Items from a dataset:
----
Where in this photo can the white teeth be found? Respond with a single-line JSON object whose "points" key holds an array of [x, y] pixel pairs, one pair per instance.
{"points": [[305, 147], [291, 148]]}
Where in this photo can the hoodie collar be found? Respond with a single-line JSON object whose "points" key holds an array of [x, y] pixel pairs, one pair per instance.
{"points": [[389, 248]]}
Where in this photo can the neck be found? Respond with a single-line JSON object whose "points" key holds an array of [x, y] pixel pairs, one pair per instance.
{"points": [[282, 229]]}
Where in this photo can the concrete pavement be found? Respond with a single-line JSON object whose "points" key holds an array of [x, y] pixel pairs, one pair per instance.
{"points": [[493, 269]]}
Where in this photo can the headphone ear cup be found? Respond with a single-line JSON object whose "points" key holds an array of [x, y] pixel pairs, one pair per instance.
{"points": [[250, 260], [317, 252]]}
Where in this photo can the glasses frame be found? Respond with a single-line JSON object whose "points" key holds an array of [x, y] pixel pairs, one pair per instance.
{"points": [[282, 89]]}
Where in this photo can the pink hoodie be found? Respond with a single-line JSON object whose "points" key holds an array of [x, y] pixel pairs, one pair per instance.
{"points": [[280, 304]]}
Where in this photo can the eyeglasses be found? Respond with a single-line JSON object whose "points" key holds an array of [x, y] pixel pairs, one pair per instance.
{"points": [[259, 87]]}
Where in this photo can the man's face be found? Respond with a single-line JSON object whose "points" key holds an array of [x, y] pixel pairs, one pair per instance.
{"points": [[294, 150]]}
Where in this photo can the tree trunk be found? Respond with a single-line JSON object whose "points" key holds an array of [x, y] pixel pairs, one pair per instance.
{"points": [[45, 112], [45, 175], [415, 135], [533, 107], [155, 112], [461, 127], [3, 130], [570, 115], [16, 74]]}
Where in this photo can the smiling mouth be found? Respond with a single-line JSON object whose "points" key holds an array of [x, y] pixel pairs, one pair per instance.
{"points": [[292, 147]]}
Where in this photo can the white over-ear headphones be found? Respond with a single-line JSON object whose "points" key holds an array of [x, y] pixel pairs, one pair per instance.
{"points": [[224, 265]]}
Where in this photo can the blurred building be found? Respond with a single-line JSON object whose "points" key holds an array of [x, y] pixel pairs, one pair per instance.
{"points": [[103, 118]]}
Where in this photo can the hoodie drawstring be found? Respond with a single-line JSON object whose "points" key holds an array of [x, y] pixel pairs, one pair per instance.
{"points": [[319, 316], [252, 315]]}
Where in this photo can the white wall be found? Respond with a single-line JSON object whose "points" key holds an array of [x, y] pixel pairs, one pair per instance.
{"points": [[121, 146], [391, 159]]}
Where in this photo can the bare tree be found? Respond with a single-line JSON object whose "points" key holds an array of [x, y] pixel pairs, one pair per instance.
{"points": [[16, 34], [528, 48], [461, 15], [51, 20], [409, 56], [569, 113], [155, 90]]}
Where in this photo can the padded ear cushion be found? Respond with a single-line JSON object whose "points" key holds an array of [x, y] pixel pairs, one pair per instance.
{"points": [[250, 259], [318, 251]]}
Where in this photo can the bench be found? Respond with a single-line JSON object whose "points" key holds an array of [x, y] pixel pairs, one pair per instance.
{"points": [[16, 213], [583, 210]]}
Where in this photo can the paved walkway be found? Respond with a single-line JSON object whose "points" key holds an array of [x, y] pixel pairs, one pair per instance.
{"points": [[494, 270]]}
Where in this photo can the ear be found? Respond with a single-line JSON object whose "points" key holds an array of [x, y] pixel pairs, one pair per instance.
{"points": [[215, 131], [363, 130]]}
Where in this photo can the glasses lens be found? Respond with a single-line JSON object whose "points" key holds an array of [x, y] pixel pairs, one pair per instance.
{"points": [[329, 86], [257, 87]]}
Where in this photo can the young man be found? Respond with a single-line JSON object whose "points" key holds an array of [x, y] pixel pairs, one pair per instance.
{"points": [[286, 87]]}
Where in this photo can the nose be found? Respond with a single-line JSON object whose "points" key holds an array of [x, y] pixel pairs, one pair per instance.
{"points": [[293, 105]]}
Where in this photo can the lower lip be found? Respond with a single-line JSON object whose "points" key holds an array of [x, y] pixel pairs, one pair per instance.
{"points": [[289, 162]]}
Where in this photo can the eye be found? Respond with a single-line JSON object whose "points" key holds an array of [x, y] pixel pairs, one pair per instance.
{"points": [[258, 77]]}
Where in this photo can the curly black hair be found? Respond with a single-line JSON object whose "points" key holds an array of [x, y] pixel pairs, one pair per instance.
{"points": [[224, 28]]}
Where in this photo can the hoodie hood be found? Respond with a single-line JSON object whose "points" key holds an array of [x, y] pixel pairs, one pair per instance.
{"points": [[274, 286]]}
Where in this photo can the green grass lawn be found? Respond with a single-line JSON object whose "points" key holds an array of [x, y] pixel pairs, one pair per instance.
----
_Work item_
Word for word, write out all of the entries again.

_Reply to the exercise_
Where in this photo can the white teeth be found? Respond with a single-line JSON object whose "points" key holds an array of [x, y] pixel pairs, one pair per instance.
{"points": [[305, 147], [291, 148]]}
Where in this photo can the hoodie collar be found? Respond with a single-line JSON object whose "points" key holds an array of [x, y] pixel pairs, one pair per instance.
{"points": [[389, 248]]}
Where in this photo can the neck be found? Respond with a single-line JSON object whose "points" key holds an array of [x, y] pixel pairs, one pair per instance.
{"points": [[282, 229]]}
Where in this photo can the concrete pavement be found? Respond with a single-line JSON object whose "points" key holds an array of [x, y] pixel pairs, one pair per instance.
{"points": [[493, 269]]}
Where in this photo can the headphone ear cup be found? Respond with a single-line JSON object whose "points" key holds an array of [x, y] pixel pairs, one pair per instance.
{"points": [[250, 260], [317, 252]]}
Where in this photo can the glasses frame be found? Respond with a single-line JSON object whose "points" key holds an array of [x, y] pixel pairs, one pair per instance.
{"points": [[282, 89]]}
Where in this photo can the pink hoodie be found? Respond with a single-line JSON object whose "points" key holds an array of [x, y] pixel pairs, one pair per instance.
{"points": [[280, 304]]}
Where in this photo can the eyeglasses be found? Respond with a single-line JSON object whose "points" key holds an array of [x, y] pixel pairs, one pair per instance.
{"points": [[259, 87]]}
Where in this photo can the man's face be found? Respond with a single-line JSON object whose "points" key holds an array of [x, y] pixel pairs, one pair per instance.
{"points": [[294, 150]]}
Where in this photo can the tree trunk be found? Respond with a single-line JSON object whose "points" key holds an array of [x, y] pixel pairs, one pair per instance.
{"points": [[45, 112], [45, 175], [415, 135], [533, 107], [155, 112], [461, 127], [3, 130], [570, 115], [16, 74]]}
Where in this photo can the smiling mouth be found? Respond with a single-line JSON object whose "points" key holds an array of [x, y] pixel pairs, one pair per instance.
{"points": [[292, 147]]}
Where in this photo can the white over-ear headphones be found? Respond with a single-line JSON object whose "points" key holds an array of [x, y] pixel pairs, one pair per instance.
{"points": [[224, 265]]}
Where in this photo can the blurred building be found? Respond with a single-line JSON object whose "points" key holds an array of [x, y] pixel pairs, one pair per instance.
{"points": [[103, 118]]}
Where in this photo can the hoodie drawstring be found? Respond with a single-line JSON object whose "points" key holds an array of [x, y] pixel pairs, one pair per instance.
{"points": [[319, 316], [252, 315]]}
Where in this photo can the white wall be found? Respond with a single-line JSON object whose "points" key holds an array of [x, y] pixel pairs, one pair per instance.
{"points": [[121, 146], [391, 159]]}
Where in this photo can the bare tree be found? Respond with a single-line JSON object whose "points" key holds an array of [x, y] pixel pairs, one pair per instance.
{"points": [[16, 34], [528, 48], [461, 15], [51, 20], [409, 56], [569, 113], [155, 90]]}
Where in this photo can the padded ear cushion be found? Respond with a single-line JSON object whose "points" key holds an array of [x, y] pixel pairs, one pair per instance.
{"points": [[250, 259], [318, 251]]}
Where in this photo can the bench be found? Respond with a single-line JSON object whose "points" key holds an array of [x, y] pixel pairs, one pair per instance.
{"points": [[16, 213], [583, 210]]}
Where in this photo can the paved walkway be found? Respond with a single-line JSON object whose "points" key holds an array of [x, y] pixel pairs, one pair per instance.
{"points": [[494, 270]]}
Where in this photo can the ear be found? Respond with a single-line JSON object whose "points" key holds an array of [x, y] pixel pairs, one pair per instance.
{"points": [[215, 131], [363, 130]]}
Where in this photo can the glasses lens be found? Respond with a single-line JSON object whose "points" key holds an array of [x, y] pixel pairs, one pair per instance.
{"points": [[329, 86], [257, 87]]}
Where in this photo can the young man be found? Respond with a single-line JSON object whose "points" key holds an array of [x, y] pixel pairs, one pair per instance.
{"points": [[286, 87]]}
Where in this photo can the nose be found? Respond with a single-line JSON object whose "points" key holds an array of [x, y] pixel pairs, one pair per instance.
{"points": [[293, 105]]}
Where in this photo can the lower lip be found? Respond with a single-line JSON object whose "points" key holds an array of [x, y] pixel pairs, one pair per instance.
{"points": [[289, 162]]}
Where in this photo can the eye be found? Respond with a single-line JSON object whose "points" key holds an array of [x, y] pixel pairs, one pair per instance.
{"points": [[258, 77]]}
Where in this photo can the curly black hair be found? Respond with a single-line JSON object whose "points" key holds an array of [x, y] pixel pairs, one pair per instance.
{"points": [[224, 28]]}
Where in this photo can the hoodie hood be found? Respond with a single-line JSON object whose "points" key holds an array of [x, y] pixel pairs, one pair per instance.
{"points": [[274, 286]]}
Where in this photo can the green grass lawn be found? Respond with a single-line JSON object whose "points" key holds an array of [x, y] pixel pairs, one pair per instance.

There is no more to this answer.